## PROMPT
Go through the records and extract every line with the word "lower".

Saved entries
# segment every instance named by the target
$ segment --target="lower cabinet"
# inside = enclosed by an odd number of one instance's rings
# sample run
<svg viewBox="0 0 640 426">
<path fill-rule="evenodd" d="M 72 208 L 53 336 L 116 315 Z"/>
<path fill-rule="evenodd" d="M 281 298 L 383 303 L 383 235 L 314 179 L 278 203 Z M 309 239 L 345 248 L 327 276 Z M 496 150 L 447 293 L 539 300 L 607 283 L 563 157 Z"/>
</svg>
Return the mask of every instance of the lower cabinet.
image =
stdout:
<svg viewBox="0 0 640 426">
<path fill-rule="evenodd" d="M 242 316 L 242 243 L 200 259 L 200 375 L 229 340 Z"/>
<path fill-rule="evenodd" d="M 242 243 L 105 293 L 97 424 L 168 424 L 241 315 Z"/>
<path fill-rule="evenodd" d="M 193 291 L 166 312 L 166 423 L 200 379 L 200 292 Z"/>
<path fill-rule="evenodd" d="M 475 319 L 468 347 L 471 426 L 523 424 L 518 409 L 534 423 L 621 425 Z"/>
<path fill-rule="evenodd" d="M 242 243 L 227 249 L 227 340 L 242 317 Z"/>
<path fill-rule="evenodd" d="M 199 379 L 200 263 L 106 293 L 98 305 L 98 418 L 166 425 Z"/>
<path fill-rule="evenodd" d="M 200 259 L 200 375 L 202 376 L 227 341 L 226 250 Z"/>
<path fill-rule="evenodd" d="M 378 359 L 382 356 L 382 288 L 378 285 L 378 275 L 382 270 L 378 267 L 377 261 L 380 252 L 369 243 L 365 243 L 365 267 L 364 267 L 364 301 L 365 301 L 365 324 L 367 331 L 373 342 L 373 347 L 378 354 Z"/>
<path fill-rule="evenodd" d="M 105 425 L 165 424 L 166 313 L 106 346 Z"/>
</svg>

## ANSWER BOX
$ segment --target="lower cabinet"
Return the mask of every instance of the lower cabinet.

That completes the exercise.